[Rows of bounding-box annotation data]
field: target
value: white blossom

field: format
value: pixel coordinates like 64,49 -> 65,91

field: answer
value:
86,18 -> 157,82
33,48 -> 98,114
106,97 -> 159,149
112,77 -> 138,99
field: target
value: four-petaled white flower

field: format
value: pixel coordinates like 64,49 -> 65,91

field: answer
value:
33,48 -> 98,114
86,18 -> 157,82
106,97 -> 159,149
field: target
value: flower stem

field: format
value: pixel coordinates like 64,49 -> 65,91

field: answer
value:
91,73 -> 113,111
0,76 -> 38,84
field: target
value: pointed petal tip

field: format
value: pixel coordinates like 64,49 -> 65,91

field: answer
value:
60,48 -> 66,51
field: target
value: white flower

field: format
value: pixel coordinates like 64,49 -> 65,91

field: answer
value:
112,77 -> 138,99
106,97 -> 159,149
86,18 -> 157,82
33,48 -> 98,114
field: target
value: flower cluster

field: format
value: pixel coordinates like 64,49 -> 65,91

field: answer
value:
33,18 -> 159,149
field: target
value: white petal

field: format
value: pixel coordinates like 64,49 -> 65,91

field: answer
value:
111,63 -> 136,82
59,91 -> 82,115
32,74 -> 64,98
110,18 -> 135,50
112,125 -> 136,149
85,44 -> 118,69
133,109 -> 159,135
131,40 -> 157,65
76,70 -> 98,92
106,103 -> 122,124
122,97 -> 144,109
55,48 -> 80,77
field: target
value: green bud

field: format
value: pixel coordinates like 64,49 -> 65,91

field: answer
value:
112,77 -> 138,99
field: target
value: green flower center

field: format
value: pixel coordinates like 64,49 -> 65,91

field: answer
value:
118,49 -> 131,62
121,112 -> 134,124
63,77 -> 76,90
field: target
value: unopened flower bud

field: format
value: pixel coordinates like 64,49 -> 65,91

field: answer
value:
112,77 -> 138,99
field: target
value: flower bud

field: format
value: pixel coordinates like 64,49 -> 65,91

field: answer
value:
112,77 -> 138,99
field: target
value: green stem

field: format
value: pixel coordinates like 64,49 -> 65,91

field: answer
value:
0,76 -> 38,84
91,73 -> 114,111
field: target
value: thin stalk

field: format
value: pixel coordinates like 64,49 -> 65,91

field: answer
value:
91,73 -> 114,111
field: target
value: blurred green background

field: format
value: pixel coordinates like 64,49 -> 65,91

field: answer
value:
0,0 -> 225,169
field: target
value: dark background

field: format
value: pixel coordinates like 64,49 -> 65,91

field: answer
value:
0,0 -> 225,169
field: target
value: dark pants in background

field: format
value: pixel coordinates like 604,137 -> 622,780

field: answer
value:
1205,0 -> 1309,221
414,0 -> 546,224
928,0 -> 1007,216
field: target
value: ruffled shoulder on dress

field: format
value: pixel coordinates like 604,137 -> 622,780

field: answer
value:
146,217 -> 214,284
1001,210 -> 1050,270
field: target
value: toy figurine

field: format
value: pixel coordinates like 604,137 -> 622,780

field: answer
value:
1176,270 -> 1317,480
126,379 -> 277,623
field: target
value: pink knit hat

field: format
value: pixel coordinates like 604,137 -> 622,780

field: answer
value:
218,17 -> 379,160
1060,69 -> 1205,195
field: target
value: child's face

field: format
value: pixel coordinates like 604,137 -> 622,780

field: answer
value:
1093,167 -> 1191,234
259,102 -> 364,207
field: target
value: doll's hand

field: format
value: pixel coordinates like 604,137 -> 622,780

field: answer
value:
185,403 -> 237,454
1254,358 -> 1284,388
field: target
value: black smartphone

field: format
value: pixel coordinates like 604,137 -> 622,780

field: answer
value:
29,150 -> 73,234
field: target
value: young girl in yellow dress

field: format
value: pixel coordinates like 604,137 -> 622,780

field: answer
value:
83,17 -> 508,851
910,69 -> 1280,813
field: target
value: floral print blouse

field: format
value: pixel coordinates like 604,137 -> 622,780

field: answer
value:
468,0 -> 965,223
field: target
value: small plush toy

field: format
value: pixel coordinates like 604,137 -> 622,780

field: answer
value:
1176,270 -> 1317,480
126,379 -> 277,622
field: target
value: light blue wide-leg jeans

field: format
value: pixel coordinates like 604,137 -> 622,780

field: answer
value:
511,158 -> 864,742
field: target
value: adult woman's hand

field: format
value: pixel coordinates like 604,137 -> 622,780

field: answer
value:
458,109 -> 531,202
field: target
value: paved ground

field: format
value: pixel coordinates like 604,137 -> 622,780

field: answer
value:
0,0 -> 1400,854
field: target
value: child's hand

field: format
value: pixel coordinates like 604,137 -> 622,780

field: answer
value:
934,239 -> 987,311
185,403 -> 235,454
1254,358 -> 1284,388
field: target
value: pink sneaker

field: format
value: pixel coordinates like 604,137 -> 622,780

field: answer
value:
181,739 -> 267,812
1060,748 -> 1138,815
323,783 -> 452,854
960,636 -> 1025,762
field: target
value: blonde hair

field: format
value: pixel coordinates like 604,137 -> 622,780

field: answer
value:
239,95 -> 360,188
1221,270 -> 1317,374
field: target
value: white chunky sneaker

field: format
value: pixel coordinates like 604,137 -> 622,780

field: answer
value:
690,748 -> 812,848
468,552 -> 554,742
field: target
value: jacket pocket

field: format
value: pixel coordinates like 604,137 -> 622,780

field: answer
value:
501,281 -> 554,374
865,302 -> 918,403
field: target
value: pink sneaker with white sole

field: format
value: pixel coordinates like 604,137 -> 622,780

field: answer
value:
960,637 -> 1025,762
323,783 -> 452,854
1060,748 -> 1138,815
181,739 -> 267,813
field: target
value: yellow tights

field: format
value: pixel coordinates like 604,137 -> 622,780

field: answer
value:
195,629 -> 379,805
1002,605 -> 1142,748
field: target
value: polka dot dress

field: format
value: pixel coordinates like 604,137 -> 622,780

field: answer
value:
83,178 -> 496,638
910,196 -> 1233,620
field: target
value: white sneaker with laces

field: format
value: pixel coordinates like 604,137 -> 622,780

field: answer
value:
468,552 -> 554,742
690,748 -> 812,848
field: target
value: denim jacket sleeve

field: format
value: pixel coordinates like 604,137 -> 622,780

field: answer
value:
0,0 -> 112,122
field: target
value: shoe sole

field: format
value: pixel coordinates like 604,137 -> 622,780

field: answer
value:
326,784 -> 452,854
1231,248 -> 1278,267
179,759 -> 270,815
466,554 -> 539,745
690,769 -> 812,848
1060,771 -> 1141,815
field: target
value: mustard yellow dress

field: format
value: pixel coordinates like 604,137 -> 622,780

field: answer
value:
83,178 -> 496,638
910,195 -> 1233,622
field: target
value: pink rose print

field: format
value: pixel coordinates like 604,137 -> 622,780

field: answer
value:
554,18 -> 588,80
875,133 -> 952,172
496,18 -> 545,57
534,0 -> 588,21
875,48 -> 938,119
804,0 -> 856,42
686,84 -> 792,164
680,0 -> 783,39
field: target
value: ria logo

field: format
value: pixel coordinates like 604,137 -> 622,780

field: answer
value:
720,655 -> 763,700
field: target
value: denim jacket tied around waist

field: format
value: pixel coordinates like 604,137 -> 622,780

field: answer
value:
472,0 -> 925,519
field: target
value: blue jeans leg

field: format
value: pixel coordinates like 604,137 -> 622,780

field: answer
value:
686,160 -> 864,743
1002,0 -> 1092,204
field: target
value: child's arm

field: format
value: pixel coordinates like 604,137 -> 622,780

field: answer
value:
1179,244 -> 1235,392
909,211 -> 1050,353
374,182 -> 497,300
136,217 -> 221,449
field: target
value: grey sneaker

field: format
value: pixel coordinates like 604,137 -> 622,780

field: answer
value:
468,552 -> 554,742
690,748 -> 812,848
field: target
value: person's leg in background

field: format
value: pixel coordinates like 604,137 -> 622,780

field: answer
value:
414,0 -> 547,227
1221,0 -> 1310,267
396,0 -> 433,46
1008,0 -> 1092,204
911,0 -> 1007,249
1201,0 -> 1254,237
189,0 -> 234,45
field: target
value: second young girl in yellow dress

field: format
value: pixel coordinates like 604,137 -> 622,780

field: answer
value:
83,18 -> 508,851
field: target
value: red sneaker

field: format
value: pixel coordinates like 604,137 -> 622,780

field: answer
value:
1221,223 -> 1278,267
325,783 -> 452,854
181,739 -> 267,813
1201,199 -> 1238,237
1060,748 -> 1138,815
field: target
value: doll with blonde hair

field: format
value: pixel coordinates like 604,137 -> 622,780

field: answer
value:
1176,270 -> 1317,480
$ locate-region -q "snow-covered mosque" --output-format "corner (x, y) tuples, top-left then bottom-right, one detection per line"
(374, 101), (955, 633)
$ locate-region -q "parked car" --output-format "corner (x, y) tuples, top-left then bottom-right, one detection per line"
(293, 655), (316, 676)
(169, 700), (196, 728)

**STATED TASK**
Gather every line in the items that contains the string "locate", matching case exactly.

**THE OUTPUT**
$ locate-region -q "snow-covered mosque" --output-format "corner (x, y) tuples, top-left then bottom-right, one detection per line"
$ locate-region -q "parked car" --output-format "corner (x, y) tuples, top-left then bottom-right, one detection per line"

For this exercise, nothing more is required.